● **CONJUNTO DE TAREAS**:
[A] En el texto sobre las elecciones en Argentina, ¿qué se utilizó esta vez para protestar en lugar del grito «que se vayan todos»?
[B] Retoma el texto sobre las elecciones en Argentina a partir de su última oración y continúalo.

● **FRAGMENTO DE PÁGINA**:

┌──

Cada cuatro años, el poder se vacía para que con el voto soberano elijamos a quienes tomarán decisiones en nuestro nombre. A la par, debiera ser el gran momento en el que una sociedad se para ante sí misma para decidir qué rumbo tomar. En lugar de eso, el marketing político, las encuestas y el rating vaciaron la conversación pública, que sigue dominada por el personalismo, las anécdotas y los insultos.
"Los argentinos recuperamos efectivamente la rutina electoral pero estamos lejos de haber rehabilitado la política en el sentido de la pluralidad democrática y el respeto a la diversidad"
Invocamos los cuarenta años de continuidad electoral. Un triunfo sobre nuestra historia de golpes de Estado. Pero debemos saber que la idea democrática se invalida con nuestros compatriotas empobrecidos, a los que se les sustrajeron los derechos que el Estado debió garantizar. Una responsabilidad que no exime a nadie. Por eso, pobre favor nos haremos a nosotros mismos si simplificamos la lectura de los resultados electorales señalando al “loco” en un país enloquecido o a la disputa ideológica entre mercado o Estado.
Los argentinos recuperamos efectivamente la rutina electoral pero estamos lejos de haber rehabilitado la política en el sentido de la pluralidad democrática y el respeto a la diversidad. A riesgo de sonar cínica, algo evolucionamos. En lugar del violento grito de guerra “que se vayan todos”, al menos esta vez se utilizó el voto para protestar. Sin que se haya empujado a un gobierno a salir a las apuradas, como sucedió con Fernando de La Rua.

└──

● **MATERIAL PROPORCIONADO**:
┌──

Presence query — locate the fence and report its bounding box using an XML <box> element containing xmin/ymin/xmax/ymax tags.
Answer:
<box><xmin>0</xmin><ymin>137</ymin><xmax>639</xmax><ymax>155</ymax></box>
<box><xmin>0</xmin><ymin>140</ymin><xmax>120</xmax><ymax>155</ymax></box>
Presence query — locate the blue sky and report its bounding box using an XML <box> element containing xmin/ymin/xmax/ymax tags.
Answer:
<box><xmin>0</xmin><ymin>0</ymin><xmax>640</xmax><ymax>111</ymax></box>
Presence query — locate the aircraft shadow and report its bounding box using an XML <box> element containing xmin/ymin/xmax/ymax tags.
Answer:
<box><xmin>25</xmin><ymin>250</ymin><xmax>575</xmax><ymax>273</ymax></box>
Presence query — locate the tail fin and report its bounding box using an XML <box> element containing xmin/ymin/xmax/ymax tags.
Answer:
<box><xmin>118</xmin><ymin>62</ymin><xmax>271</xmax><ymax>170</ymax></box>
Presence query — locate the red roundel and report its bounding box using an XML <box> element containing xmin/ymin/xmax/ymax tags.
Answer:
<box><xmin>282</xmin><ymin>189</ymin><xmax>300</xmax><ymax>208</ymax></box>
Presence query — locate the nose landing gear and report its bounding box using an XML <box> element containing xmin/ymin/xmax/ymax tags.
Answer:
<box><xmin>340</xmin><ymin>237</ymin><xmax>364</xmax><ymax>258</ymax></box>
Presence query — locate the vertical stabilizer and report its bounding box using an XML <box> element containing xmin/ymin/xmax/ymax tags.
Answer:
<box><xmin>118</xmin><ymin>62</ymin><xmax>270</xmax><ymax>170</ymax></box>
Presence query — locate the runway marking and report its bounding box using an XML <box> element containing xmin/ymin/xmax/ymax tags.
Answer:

└──

● **RESPUESTAS ESPERADAS**:
[A] El voto.

[B]
Pero seguimos estancados en esa crisis. Como en 2001, el país está nuevamente desnudo, con los pies de barro, herido por el oportunismo político de los que se aprovecharon de esa crisis y en lugar de levantar al país de sus escombros construyeron un poder propio, personalista, y se apropiaron del Estado, sus símbolos, nuestros silencios y dolores, y sin que hayan rehabilitado a la política, sustento de la democracia. En su lugar, la convirtieron en motivo de desprecio, negada por los privilegios de los grupos de poder y la intolerancia al disenso. Utilizaron al Estado con criterio extorsivo para perseguir y destruir la reputación de los adversarios, convertidos en enemigos. Verdaderas dinastías políticas, gobiernos de los parientes y matrimonios que se suceden en los cargos, que dan pie al grito de guerra de Milei contra “la casta” y a la odiosa metáfora destructiva de la “motosierra”.
Antes de que la carrera a la presidencia se vuelva a llenar de gritos y consignas, vale la pena precisar el significado del liberalismo, para que no quede reducido a la eliminación del Estado y convierta al mercado en una institución como se lee en la plataforma de la Libertad Avanza.
"En el voto de los jóvenes que nacieron y viven en democracia, el grito de libertad no tiene que ver con la opresión sino con las frustraciones"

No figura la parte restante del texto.